* START RECORDS *

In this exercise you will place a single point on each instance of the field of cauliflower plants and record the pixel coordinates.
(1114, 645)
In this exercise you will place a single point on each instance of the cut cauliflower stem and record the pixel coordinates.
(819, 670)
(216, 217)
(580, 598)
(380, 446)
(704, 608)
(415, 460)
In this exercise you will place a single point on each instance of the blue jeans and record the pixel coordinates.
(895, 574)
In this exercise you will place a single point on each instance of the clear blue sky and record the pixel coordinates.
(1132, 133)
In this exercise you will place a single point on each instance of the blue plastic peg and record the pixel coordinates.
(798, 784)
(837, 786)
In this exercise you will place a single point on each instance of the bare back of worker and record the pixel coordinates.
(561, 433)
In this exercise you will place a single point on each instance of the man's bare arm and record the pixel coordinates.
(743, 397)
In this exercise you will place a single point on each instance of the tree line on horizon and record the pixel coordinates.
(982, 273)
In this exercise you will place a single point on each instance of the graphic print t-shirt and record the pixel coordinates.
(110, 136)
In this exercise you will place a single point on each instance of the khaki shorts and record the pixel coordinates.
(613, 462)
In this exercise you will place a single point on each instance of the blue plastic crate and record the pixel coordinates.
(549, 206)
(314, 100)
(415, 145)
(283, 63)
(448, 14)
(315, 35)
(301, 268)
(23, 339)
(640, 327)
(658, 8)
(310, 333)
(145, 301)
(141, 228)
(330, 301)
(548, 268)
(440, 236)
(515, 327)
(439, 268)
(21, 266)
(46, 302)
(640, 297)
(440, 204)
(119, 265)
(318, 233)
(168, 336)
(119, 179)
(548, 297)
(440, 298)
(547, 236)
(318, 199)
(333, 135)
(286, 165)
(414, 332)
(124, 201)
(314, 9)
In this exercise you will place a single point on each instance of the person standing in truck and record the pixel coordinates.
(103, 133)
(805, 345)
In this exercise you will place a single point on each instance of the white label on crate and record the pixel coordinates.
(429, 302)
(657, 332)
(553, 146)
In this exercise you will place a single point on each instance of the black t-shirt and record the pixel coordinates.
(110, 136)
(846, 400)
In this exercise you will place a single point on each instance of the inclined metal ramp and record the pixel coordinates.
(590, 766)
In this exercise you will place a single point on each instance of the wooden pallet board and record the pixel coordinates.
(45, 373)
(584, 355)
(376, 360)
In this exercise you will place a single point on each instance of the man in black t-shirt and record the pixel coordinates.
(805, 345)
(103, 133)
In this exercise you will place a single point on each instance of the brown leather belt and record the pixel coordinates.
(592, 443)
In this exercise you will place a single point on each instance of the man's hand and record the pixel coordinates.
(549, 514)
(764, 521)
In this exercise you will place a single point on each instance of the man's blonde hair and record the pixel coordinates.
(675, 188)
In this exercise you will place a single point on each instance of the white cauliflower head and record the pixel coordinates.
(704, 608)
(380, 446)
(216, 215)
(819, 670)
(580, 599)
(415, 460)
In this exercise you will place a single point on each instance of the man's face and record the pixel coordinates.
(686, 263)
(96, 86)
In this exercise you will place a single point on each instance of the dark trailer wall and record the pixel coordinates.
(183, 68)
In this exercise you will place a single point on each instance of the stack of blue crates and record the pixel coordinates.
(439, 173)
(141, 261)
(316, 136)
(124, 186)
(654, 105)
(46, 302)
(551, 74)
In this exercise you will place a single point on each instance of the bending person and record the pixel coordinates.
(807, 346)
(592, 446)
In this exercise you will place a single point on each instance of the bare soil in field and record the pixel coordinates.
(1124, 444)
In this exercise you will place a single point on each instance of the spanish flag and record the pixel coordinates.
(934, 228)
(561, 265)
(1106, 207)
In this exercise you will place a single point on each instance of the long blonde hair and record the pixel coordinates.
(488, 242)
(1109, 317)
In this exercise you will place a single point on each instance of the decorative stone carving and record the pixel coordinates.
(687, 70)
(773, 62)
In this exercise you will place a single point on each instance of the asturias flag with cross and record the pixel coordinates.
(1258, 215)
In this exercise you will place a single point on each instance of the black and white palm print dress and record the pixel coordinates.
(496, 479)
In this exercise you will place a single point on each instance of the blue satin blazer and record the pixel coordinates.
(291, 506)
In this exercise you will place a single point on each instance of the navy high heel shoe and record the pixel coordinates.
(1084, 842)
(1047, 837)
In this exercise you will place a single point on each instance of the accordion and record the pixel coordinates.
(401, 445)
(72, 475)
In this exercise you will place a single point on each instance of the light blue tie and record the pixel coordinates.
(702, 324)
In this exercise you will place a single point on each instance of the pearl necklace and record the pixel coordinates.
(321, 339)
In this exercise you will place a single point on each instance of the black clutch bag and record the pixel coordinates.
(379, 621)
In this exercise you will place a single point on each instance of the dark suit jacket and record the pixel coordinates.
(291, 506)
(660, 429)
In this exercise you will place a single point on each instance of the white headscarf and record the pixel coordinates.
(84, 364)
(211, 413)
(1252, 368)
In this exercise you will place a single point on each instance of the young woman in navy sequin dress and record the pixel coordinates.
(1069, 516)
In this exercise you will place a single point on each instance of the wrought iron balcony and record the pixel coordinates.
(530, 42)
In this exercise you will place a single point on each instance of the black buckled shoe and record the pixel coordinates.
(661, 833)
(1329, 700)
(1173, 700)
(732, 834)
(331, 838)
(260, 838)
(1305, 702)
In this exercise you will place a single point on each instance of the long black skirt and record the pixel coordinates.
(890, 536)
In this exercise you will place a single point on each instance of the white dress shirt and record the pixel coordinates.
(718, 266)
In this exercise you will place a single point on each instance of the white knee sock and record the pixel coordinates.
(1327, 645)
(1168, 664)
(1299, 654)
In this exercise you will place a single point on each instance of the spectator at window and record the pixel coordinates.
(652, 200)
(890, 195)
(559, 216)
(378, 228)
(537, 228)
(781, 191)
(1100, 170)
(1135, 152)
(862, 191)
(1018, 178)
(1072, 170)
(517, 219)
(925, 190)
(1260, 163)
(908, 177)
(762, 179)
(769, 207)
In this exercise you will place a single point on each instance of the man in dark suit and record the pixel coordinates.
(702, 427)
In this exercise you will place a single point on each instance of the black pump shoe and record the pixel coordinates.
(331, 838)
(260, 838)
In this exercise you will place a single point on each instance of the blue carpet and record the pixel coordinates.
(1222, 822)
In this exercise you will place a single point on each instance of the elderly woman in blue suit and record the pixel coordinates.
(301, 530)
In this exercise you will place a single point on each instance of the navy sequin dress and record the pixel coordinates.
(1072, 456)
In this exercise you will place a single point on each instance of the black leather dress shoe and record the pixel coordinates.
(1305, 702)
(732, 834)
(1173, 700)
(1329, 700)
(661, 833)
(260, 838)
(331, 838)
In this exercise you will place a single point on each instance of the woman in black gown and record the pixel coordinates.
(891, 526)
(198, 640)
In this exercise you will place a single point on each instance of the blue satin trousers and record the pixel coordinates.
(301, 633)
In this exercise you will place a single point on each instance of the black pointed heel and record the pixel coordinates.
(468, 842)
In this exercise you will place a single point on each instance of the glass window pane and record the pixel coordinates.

* END RECORDS *

WHAT IS REQUIRED ->
Copy the stretch of the records above from the line containing "dress shirt and record the pixel coordinates." through the line containing "(1299, 654)", keeping every line unchanged.

PROBLEM SOLUTION ->
In this exercise you will place a single point on each instance of the white dress shirt and record the pixel coordinates.
(718, 266)
In this exercise you will place a single point on each instance of the white knee sock and record the pixel coordinates.
(1327, 645)
(1168, 664)
(1299, 654)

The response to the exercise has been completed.